• [Source passage]
╔══

Chris Jericho spent a lot of time in WCW testing the boundaries that he could get away with. As it turns out, he could get away with a lot, like blatantly lifting a sequence from This is Spinal Tap for a backstage segment, and getting both himself and a WCW camera crew ejected from the Library of Congress. And, on top of that, it turns out he could also gently press gang a less-than-imposing member of WCW’s road crew into donning ill-fitting clothing and marching him out alongside him as his bodyguard. Fun gimmick? Definitely, as watching Jericho order around his own personal midriff-baring Elmer Fudd is...well, unique. But what’s baffling about it is that with Jericho moving on up to New York, Ralphus didn’t fade away without him. In fact, he flourished on, as a small, concentrated spark of bottled lightning, a balding, toothless, rotund man that couldn’t work a lick and yet, somehow, kept getting a reaction. Tonight, on what will surely go down in history as the Greatest Podcast in the History of Our Sport, we examine the merits of beating up and pinning children for heat in pro wrestling storylines.

Tagged: this happened, the latter days of WCW, Bad Wrestling, Doc Making Stuff Up

On that Car Crash Sound and Music During Doublecake’s Intro, and an Explanation of The Cheap Pop:

A cheap pop is mentioning something, usually the name of a city or a city’s sports team, to provoke audience cheers without really doing anything. Mick Foley, aka Cactus Jack, aka Dude Love, aka Mankind, aka Santa Claus, was especially fond of doing cheap pops in a really obvious and charming wink-wink, nudge-nudge sorta way, which is why his signature car crash and classic rock entrance theme plays after Doublecakes mentions the newly opened HARLOT MEDIA, CLICK HERE TO RECEIVE FEMINIST CELESTIAL MAJESTY AND DROP A MIGHTY GLOWING ELBOW ON PATRIARCHY FROM LOW ORBIT. Was that an actual instance of a cheap pop? Not really, but I don’t see signs posted declaring this a No Fun Zone, so if you do, can you point them out to me?

On Shemp Howard:

We talked about bad stand-ins, using the infamous Fake Shemp Howard of The Three Stooges as an example. I said the Fake Shemp had to come in because Real Shemp got hurt on a short, and the Stooges filmed shorts concurrently, so he was benched for 3 or 4 different shorts. Well, turns out I sorta glossed over the part where he was… y’know, dead, instead of just hurt. Whoops.

╚══

• [Material provided]
╔══

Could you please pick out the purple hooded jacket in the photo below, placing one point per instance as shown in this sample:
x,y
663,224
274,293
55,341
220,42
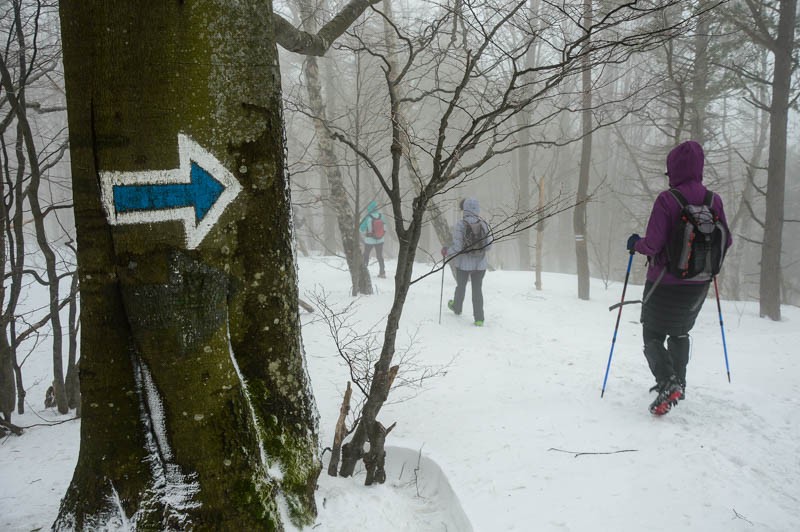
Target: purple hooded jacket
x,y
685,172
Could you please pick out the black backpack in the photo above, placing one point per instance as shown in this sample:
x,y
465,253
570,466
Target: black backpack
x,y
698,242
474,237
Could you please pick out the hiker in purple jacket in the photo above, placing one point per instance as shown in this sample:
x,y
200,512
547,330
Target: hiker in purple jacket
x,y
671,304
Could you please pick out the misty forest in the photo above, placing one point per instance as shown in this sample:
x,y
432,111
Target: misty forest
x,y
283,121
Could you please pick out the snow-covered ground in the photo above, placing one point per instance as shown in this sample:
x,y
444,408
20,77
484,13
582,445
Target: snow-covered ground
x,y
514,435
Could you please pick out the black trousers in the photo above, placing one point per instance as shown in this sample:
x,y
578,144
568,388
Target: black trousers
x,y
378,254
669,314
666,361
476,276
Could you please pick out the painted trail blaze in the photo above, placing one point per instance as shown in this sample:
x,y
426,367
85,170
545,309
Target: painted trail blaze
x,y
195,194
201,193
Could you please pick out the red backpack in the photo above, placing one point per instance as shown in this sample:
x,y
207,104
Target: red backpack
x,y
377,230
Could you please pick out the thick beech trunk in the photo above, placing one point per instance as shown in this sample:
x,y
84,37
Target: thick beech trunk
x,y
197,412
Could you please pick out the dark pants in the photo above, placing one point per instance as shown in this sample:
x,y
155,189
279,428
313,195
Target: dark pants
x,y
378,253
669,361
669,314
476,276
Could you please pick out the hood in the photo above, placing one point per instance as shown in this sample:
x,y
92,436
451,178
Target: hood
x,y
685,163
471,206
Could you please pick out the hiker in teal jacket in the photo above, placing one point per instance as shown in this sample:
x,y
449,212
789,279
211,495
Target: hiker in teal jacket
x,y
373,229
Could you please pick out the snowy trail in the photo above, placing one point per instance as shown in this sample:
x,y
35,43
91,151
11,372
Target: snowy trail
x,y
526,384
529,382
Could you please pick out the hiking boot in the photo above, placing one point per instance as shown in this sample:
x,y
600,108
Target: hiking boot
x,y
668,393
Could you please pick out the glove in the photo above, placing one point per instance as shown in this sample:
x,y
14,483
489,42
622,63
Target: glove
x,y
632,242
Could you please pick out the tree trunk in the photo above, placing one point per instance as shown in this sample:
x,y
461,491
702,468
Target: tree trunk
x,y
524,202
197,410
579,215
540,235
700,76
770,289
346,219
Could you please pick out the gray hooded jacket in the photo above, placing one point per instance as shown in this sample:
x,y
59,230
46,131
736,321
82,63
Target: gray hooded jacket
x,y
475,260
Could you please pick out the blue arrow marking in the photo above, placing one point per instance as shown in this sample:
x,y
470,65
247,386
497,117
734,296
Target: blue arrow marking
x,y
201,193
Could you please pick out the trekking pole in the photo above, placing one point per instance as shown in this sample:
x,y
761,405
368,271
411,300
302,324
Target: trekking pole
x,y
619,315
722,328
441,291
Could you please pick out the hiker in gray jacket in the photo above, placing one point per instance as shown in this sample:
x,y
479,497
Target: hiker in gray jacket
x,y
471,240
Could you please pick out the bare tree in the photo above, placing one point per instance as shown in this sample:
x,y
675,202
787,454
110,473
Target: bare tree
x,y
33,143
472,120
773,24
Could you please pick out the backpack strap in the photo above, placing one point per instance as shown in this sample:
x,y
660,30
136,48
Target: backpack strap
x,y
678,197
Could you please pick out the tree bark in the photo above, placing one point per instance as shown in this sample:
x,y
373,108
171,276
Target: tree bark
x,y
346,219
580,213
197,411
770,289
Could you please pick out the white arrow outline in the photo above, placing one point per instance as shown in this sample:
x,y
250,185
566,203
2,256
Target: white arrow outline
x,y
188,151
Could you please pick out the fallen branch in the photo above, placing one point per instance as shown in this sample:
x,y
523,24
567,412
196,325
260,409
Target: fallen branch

╚══

• [Exercise requirements] List every alias that the podcast notes give for Mick Foley.

• [Answer for this exercise] Cactus Jack, Dude Love, Mankind, Santa Claus